SHORT TASK A: Name every government body or institution mentioned in the passage on state health insurance exchanges.

SELECTED EXCERPT:
◇ ◇ ◇
3. Refusing to create an exchange potentially protects a state’s businesses from the law’s employer mandate.Obamacare fines any business with 50 or more employees that does not offer health coverage of sufficient value—as determined by the federal government—$2,000 per employee (exempting the first 30 workers). The employer penalties, however, are triggered by the existence of the law’s subsidies for private health insurance. And as Cannon notes, the text of Obamacare specifically states that those subsidies are only available in states that choose to create their own exchanges. The IRS has issued a rule allowing for subsidies in states that reject the exchanges, but a lawsuit is already under way to challenge it.


4. States also have the power to protect as many as 12 million people from the law’s individual mandate—the “tax” it charges individuals for not carrying health insurance. Obamacare requires that nearly everyone maintain health coverage or pay a penalty—a “tax,” according to the Supreme Court’s decision upholding the law last year. But Obamacare also exempts individuals who would have to pay more than 8 percent of their household income for their share of their health insurance premiums. So if states bow out of the exchanges, and as a result the law’s private insurance subsidies are no longer available, then the mandate will no longer apply to the low and middle income individuals who would have to pay more than 8 percent of their income to get health insurance. Cannon estimates that if all 50 states were to decline to create exchanges, a little more than 12 million low and middle-income individuals would be exempt from the law’s mandate.
◇ ◇ ◇
EXERCISE MATERIALS:
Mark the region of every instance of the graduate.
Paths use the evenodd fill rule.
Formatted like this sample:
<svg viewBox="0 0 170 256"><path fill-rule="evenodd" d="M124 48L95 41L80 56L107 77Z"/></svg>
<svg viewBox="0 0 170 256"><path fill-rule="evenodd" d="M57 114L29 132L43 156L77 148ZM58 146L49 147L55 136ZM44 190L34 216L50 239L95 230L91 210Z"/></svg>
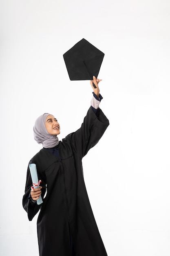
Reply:
<svg viewBox="0 0 170 256"><path fill-rule="evenodd" d="M23 207L31 220L37 220L40 256L106 256L91 208L83 177L82 159L95 146L109 125L99 107L102 97L93 76L91 106L80 128L59 141L55 117L44 113L36 120L34 139L43 148L30 161ZM99 158L102 156L99 156ZM40 188L33 185L29 164L35 164ZM91 171L97 171L94 163ZM46 195L44 196L45 194ZM36 201L41 195L43 202Z"/></svg>

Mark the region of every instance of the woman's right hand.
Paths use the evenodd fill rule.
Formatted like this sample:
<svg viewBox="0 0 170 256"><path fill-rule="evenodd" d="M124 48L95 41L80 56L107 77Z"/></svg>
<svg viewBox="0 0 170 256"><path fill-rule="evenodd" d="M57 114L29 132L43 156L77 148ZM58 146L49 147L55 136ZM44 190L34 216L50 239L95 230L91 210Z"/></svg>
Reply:
<svg viewBox="0 0 170 256"><path fill-rule="evenodd" d="M31 191L31 196L33 200L37 201L41 195L41 189L42 187L40 186L39 189L34 189L33 191Z"/></svg>

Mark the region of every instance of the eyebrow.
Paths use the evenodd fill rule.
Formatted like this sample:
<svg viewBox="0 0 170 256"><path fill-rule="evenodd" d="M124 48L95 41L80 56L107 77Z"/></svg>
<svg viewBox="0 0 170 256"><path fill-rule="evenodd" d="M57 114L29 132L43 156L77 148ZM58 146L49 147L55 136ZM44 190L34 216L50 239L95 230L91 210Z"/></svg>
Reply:
<svg viewBox="0 0 170 256"><path fill-rule="evenodd" d="M53 119L52 118L49 118L49 119L47 119L46 122L48 122L48 121L49 121L49 120L53 120ZM54 120L57 120L57 118L54 118Z"/></svg>

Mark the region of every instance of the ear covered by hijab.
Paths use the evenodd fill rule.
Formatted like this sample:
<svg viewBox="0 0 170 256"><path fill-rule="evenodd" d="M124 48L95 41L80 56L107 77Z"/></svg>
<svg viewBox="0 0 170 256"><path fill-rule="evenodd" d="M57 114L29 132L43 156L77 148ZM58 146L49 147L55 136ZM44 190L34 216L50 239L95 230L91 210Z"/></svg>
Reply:
<svg viewBox="0 0 170 256"><path fill-rule="evenodd" d="M49 133L45 127L46 119L50 114L45 113L37 118L33 128L34 137L38 144L46 148L53 148L59 143L57 135Z"/></svg>

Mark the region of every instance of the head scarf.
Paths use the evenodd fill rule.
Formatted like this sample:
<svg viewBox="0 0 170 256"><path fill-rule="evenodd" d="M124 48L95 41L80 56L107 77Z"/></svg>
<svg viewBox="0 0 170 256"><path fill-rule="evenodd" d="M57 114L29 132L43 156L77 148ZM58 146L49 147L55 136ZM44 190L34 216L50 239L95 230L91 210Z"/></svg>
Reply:
<svg viewBox="0 0 170 256"><path fill-rule="evenodd" d="M43 147L53 148L59 143L57 135L52 135L48 132L45 127L46 118L50 114L45 113L35 121L33 128L34 137L38 144L42 144Z"/></svg>

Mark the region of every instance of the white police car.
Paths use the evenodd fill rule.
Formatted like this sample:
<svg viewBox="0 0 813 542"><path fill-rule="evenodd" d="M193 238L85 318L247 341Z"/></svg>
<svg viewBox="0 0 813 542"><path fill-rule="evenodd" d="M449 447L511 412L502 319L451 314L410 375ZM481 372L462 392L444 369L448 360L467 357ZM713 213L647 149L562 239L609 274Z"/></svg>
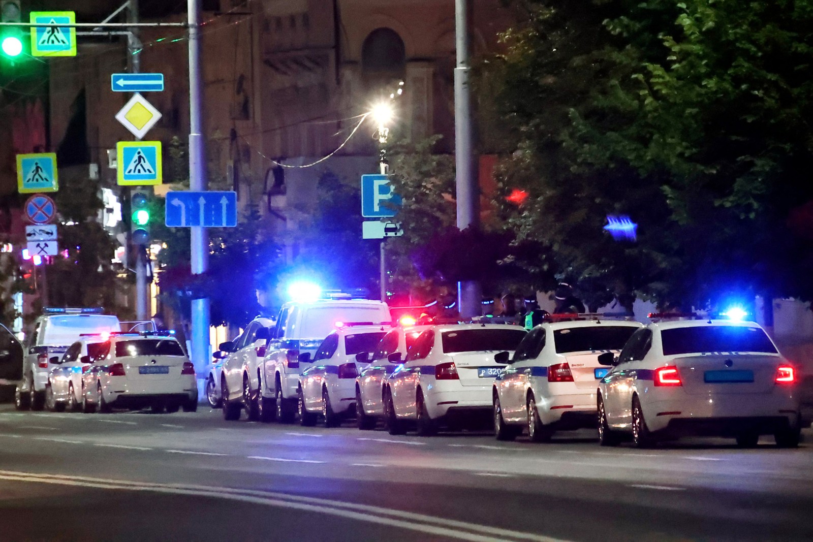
◇ ◇ ◇
SHORT TASK B: From the listing, copy out everything from the line that contains "Mark the region of every instance of the woman's" down to the line that contains "133L45 127L46 119L50", with both of those lines included.

CORRECT RESULT A: The federal government, the IRS, and the Supreme Court.

CORRECT RESULT B:
Mark the region of every instance of the woman's right hand.
Paths use the evenodd fill rule.
Formatted like this sample:
<svg viewBox="0 0 170 256"><path fill-rule="evenodd" d="M124 48L95 41L80 56L107 77Z"/></svg>
<svg viewBox="0 0 170 256"><path fill-rule="evenodd" d="M57 114L29 132L43 156L77 148ZM58 146L49 147L55 136ZM44 190L34 216L50 239L95 230L91 210Z"/></svg>
Reply:
<svg viewBox="0 0 170 256"><path fill-rule="evenodd" d="M31 191L31 196L33 200L37 201L41 195L41 189L42 187L40 186L39 189L34 189L33 191Z"/></svg>

Mark the region of every instance of the eyebrow.
Paths use the evenodd fill rule.
Formatted like this sample:
<svg viewBox="0 0 170 256"><path fill-rule="evenodd" d="M124 48L95 41L80 56L107 77Z"/></svg>
<svg viewBox="0 0 170 256"><path fill-rule="evenodd" d="M57 114L29 132L43 156L77 148ZM58 146L49 147L55 136ZM44 190L34 216L50 239L95 230L91 210Z"/></svg>
Reply:
<svg viewBox="0 0 170 256"><path fill-rule="evenodd" d="M53 119L52 118L49 118L49 119L47 119L46 122L48 122L48 121L49 121L49 120L53 120ZM54 120L57 120L57 118L54 118Z"/></svg>

Mark the region of every instance of the ear covered by hijab.
Paths use the evenodd fill rule.
Formatted like this sample:
<svg viewBox="0 0 170 256"><path fill-rule="evenodd" d="M124 48L95 41L80 56L107 77Z"/></svg>
<svg viewBox="0 0 170 256"><path fill-rule="evenodd" d="M57 114L29 132L43 156L77 148ZM58 146L49 147L55 136ZM44 190L34 216L50 239L95 230L91 210Z"/></svg>
Reply:
<svg viewBox="0 0 170 256"><path fill-rule="evenodd" d="M49 133L45 127L46 119L50 114L45 113L37 118L33 128L34 137L38 144L46 148L53 148L59 143L57 135Z"/></svg>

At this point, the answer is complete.